(Text):
● ● ● ● ●

Und kämpfen müssen die Autonomen jeden Tag: gegen den „Bullenstaat“, „Sexismus“ und für „Feminismus“. Kein Wunder, daß den Damen und Herren zwischen Autos anzünden, Barrikaden abfackeln, Tante-Emma-Läden „entglasen“ die Contenance flötengeht. Da tönt es dann: „Schnauze“, „Fresse“, „Bullenfotze“. Eine ihrer Kommandozentralen mit bundesweiter Bedeutung, ist seit 1989 die „Rote Flora“ in Hamburg. Mindestens seit 1998 schleust das Landeskriminalamt verdeckte Ermittler dort ein. 650 gewaltorientierte Linksextremisten zählt der Hamburger Verfassungsschutz. Für ihn ist die „Rote Flora“ seit der Besetzung „der bedeutendste politische Treff- und Veranstaltungsort der autonomen Szene“. Eine Kaderschmiede, gehätschelt von jeglicher politischer Couleur, sei sie Schwarz, Rot, Gelb oder Grün. Ihre Gewaltbereitschaft und ihr militärisches Know-how haben die Links­autonomen gerade unter Beweis gestellt.

● ● ● ● ●

(Aufgabe 1): Fassen Sie den Absatz im Text, der mit „Und kämpfen müssen die Autonomen“ beginnt, als kurze Stichpunktliste zusammen. Die wichtigsten Fakten sollen erhalten bleiben.
(Aufgabe 2): Schreiben Sie bitte den Abschnitt des Textes von „Und kämpfen müssen“ bis einschließlich „unter Beweis gestellt.“ wortgetreu ab.
Die Zeilen haben mit dem Text nichts zu tun.

Einträge aus einem Datensatz:
● ● ● ● ●

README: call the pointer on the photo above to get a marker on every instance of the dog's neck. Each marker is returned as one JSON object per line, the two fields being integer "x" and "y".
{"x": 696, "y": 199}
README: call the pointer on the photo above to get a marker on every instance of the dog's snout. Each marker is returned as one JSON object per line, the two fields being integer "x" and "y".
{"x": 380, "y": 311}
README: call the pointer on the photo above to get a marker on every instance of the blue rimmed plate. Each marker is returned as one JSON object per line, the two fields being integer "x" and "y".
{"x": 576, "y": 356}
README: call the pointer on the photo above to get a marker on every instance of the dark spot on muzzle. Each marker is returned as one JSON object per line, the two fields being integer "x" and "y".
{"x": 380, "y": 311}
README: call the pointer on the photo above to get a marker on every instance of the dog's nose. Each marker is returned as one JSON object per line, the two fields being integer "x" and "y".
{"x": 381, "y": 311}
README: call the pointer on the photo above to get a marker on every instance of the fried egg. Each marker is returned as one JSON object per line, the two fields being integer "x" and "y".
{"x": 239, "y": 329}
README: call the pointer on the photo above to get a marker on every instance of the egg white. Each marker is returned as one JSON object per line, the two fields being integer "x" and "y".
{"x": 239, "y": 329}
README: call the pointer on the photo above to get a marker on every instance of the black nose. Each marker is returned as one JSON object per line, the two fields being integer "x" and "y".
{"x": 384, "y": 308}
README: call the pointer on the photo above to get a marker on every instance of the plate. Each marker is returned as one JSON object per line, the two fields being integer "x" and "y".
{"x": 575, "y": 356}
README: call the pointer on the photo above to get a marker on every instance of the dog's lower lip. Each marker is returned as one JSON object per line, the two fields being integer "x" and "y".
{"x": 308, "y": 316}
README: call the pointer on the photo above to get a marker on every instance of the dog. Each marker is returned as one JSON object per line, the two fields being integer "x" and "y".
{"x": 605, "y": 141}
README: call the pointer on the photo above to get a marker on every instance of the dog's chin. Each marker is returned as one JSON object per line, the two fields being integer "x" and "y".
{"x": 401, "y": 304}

● ● ● ● ●

(Lösung 1):
- Die Autonomen kämpfen laut Text jeden Tag gegen den „Bullenstaat“ und „Sexismus“ sowie für „Feminismus“.
- Genannt werden Autos anzünden, Barrikaden abfackeln und Tante-Emma-Läden „entglasen“.
- Die „Rote Flora“ in Hamburg ist seit 1989 eine ihrer Kommandozentralen mit bundesweiter Bedeutung.
- Mindestens seit 1998 schleust das Landeskriminalamt verdeckte Ermittler dort ein.
- Der Hamburger Verfassungsschutz zählt 650 gewaltorientierte Linksextremisten.
- Für den Verfassungsschutz ist die „Rote Flora“ seit der Besetzung „der bedeutendste politische Treff- und Veranstaltungsort der autonomen Szene“.
- Der Text nennt sie eine von jeder politischen Couleur gehätschelte Kaderschmiede.
- Ihre Gewaltbereitschaft und ihr militärisches Know-how haben die Linksautonomen laut Text gerade unter Beweis gestellt.

(Lösung 2):
Und kämpfen müssen die Autonomen jeden Tag: gegen den „Bullenstaat“, „Sexismus“ und für „Feminismus“. Kein Wunder, daß den Damen und Herren zwischen Autos anzünden, Barrikaden abfackeln, Tante-Emma-Läden „entglasen“ die Contenance flötengeht. Da tönt es dann: „Schnauze“, „Fresse“, „Bullenfotze“. Eine ihrer Kommandozentralen mit bundesweiter Bedeutung, ist seit 1989 die „Rote Flora“ in Hamburg. Mindestens seit 1998 schleust das Landeskriminalamt verdeckte Ermittler dort ein. 650 gewaltorientierte Linksextremisten zählt der Hamburger Verfassungsschutz. Für ihn ist die „Rote Flora“ seit der Besetzung „der bedeutendste politische Treff- und Veranstaltungsort der autonomen Szene“. Eine Kaderschmiede, gehätschelt von jeglicher politischer Couleur, sei sie Schwarz, Rot, Gelb oder Grün. Ihre Gewaltbereitschaft und ihr militärisches Know-how haben die Links­autonomen gerade unter Beweis gestellt.